━━ TASK MATERIAL ━━

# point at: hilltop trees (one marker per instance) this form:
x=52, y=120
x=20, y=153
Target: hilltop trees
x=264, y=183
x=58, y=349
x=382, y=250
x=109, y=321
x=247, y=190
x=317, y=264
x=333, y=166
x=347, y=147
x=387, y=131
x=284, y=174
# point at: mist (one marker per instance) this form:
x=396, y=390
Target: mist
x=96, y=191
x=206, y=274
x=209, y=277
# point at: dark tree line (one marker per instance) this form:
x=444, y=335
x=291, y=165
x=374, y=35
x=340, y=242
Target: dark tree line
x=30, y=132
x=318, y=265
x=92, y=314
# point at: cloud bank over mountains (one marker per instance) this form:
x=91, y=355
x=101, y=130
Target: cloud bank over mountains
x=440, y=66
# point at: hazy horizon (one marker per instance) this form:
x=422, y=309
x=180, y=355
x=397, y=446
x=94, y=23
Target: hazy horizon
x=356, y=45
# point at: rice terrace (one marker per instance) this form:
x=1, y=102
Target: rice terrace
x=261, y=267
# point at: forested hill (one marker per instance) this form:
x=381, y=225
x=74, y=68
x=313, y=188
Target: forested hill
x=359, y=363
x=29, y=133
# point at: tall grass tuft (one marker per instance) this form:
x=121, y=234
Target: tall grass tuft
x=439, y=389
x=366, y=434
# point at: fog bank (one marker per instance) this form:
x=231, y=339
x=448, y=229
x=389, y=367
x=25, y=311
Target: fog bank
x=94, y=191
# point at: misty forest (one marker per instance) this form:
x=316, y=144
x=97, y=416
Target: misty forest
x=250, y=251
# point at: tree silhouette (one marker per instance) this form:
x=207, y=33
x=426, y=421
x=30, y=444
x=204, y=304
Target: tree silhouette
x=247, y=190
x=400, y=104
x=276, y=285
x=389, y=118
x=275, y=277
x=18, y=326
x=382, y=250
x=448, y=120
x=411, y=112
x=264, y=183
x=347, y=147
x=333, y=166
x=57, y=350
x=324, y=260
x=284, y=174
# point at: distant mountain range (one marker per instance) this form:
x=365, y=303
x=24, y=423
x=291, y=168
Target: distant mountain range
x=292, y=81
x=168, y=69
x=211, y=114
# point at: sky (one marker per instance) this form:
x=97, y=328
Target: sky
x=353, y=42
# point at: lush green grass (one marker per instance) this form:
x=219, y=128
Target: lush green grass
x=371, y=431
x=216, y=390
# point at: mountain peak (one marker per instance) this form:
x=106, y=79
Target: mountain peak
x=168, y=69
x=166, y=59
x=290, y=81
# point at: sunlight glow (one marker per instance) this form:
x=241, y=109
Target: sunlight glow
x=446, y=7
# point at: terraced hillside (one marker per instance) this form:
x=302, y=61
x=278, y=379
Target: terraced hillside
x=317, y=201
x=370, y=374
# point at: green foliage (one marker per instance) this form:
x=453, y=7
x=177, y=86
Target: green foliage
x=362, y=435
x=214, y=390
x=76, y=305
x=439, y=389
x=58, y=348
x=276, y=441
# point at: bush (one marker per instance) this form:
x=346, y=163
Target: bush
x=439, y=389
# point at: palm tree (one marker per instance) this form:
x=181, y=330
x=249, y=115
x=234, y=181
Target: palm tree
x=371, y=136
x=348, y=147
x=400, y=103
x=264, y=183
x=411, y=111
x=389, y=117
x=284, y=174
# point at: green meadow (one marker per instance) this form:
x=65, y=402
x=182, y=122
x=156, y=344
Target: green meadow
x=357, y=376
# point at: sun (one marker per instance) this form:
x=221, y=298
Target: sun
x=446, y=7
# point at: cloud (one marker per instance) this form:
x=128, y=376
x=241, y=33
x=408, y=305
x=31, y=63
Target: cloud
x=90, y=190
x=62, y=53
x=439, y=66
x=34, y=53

━━━

Rewrite the lines above as a numbered list, leaving out any blank lines.

TASK OUTPUT:
1. # point at: hilltop trees (one marker per instance) this form:
2. x=52, y=120
3. x=20, y=153
4. Target: hilltop trees
5. x=264, y=183
6. x=58, y=349
7. x=382, y=250
8. x=109, y=321
9. x=247, y=190
10. x=317, y=264
11. x=333, y=166
12. x=347, y=147
13. x=387, y=131
14. x=284, y=174
15. # point at: mist (one marker per instance) this form:
16. x=396, y=390
17. Target: mist
18. x=96, y=191
19. x=206, y=274
20. x=209, y=277
21. # point at: dark tree line (one marker per instance) this form:
22. x=444, y=335
23. x=291, y=165
24. x=374, y=35
25. x=340, y=242
26. Target: dark tree line
27. x=30, y=132
28. x=318, y=265
29. x=92, y=314
30. # point at: cloud bank over mountains (one marker per instance) this form:
31. x=91, y=355
32. x=101, y=130
33. Target: cloud bank over mountains
34. x=440, y=66
35. # point at: hazy horizon (one marker per instance) this form:
36. x=422, y=309
37. x=180, y=355
38. x=397, y=446
39. x=94, y=23
40. Target: hazy horizon
41. x=356, y=45
42. # point at: rice terrace (one marker per instance) this form:
43. x=1, y=102
44. Target: rice terrace
45. x=261, y=267
46. # point at: forested hill (one marker per instance) this form:
47. x=381, y=225
48. x=74, y=68
49. x=313, y=188
50. Target: forested hill
51. x=359, y=363
52. x=29, y=133
53. # point at: tall grass tuft (one marker per instance) this form:
54. x=121, y=234
55. Target: tall grass tuft
56. x=439, y=389
57. x=366, y=434
58. # point at: fog bank (one marker per instance) this form:
59. x=231, y=339
60. x=448, y=229
61. x=389, y=367
62. x=25, y=311
63. Target: fog bank
64. x=94, y=191
65. # point at: misty forest (one marker per instance) this form:
66. x=316, y=144
67. x=97, y=416
68. Target: misty forest
69. x=250, y=251
70. # point at: tree silhouette (one marker per instance) this form:
71. x=207, y=33
72. x=426, y=421
73. x=30, y=444
74. x=204, y=304
75. Target: tree silhouette
76. x=247, y=190
77. x=400, y=104
78. x=276, y=285
79. x=389, y=118
80. x=275, y=277
81. x=18, y=326
82. x=382, y=250
83. x=448, y=120
84. x=411, y=112
85. x=264, y=183
86. x=347, y=147
87. x=333, y=166
88. x=57, y=350
89. x=324, y=260
90. x=284, y=174
91. # point at: distant mountain range (one marker per instance) this form:
92. x=365, y=303
93. x=24, y=423
94. x=291, y=168
95. Target: distant mountain range
96. x=292, y=81
97. x=168, y=69
98. x=211, y=114
99. # point at: sky (one marker per instance) this form:
100. x=97, y=328
101. Target: sky
102. x=353, y=42
103. # point at: lush green grass (one marker per instance) this form:
104. x=219, y=128
105. Target: lush green grass
106. x=371, y=431
107. x=216, y=390
108. # point at: mountain peak (one marker per instance) this form:
109. x=106, y=79
110. Target: mountain peak
111. x=168, y=69
112. x=166, y=59
113. x=290, y=81
114. # point at: sunlight glow (one marker per instance) this form:
115. x=241, y=109
116. Target: sunlight glow
117. x=446, y=7
118. # point at: terraced hillside (one marker per instance) this form:
119. x=302, y=61
120. x=278, y=379
121. Target: terraced hillside
122. x=317, y=201
123. x=370, y=374
124. # point at: green foliage (one marker per instance) this form:
125. x=453, y=7
126. x=177, y=86
127. Target: green foliage
128. x=362, y=435
129. x=214, y=390
130. x=76, y=305
131. x=439, y=389
132. x=58, y=348
133. x=276, y=441
134. # point at: bush (one marker per instance) this form:
135. x=346, y=163
136. Target: bush
137. x=439, y=389
138. # point at: palm tree (one marker per instance) this form:
139. x=181, y=330
140. x=249, y=115
141. x=234, y=181
142. Target: palm tree
143. x=371, y=136
144. x=348, y=147
145. x=400, y=103
146. x=264, y=183
147. x=411, y=111
148. x=389, y=117
149. x=284, y=174
150. # point at: green meadow (one marker per instance) this form:
151. x=65, y=402
152. x=182, y=122
153. x=156, y=344
154. Target: green meadow
155. x=357, y=376
156. # point at: sun (one marker per instance) this form:
157. x=221, y=298
158. Target: sun
159. x=446, y=7
160. # point at: cloud (one marker per instance) this form:
161. x=128, y=376
162. x=241, y=33
163. x=408, y=305
164. x=31, y=63
165. Target: cloud
166. x=90, y=190
167. x=62, y=53
168. x=439, y=66
169. x=34, y=53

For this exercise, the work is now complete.